Bounding-box entries:
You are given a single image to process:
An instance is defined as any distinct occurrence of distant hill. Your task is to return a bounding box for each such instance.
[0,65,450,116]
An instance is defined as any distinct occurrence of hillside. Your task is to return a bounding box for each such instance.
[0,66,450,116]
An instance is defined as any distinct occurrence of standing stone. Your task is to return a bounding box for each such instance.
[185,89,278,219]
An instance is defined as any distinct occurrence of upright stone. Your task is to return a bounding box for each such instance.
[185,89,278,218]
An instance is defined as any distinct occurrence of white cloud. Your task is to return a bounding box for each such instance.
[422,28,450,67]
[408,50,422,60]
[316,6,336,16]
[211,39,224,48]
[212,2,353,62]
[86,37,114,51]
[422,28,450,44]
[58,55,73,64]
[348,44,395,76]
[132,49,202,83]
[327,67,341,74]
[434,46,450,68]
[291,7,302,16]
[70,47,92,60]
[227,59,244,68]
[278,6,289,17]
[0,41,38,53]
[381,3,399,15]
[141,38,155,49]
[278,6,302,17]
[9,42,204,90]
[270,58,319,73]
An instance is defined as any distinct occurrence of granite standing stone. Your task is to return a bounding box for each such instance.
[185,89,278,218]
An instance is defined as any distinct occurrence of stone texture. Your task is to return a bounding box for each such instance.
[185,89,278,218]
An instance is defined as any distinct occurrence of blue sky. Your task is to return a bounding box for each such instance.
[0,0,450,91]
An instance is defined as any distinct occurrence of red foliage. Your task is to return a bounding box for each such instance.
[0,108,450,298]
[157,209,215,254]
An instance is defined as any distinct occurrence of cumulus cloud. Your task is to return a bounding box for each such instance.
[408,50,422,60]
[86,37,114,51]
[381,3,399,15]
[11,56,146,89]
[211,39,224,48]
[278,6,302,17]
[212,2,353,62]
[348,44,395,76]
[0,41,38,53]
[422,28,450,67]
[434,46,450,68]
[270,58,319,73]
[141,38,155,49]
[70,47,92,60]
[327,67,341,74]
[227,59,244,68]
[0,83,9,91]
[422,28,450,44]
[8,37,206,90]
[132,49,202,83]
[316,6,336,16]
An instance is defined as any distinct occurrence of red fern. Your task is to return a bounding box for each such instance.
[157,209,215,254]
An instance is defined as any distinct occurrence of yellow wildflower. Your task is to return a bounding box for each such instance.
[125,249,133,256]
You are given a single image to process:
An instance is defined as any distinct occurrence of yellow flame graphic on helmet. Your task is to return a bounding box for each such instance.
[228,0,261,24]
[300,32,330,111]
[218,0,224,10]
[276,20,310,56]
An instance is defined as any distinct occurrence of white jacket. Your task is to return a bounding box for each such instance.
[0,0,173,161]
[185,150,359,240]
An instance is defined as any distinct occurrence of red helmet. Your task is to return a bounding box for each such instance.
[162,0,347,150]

STATED TASK:
Format the lines from the one containing "An instance is defined as any distinct occurrence of granite" up to and including the one containing "[0,0,450,91]" as a Markdown table. Use a Row column for the row number and a Line column for the line itself, leaving out any blank lines.

WRITTEN ANSWER:
| Row | Line |
|---|---|
| 1 | An instance is defined as any distinct occurrence of granite standing stone. Your task is to return a bounding box for each such instance. |
| 2 | [185,89,278,218] |
| 3 | An instance is defined as any distinct occurrence of stone texture. Your task is to return a bounding box for each such instance. |
| 4 | [185,89,278,218] |
| 5 | An instance is defined as any distinct occurrence of blue sky. Your task is to return a bounding box for each such instance. |
| 6 | [0,0,450,91] |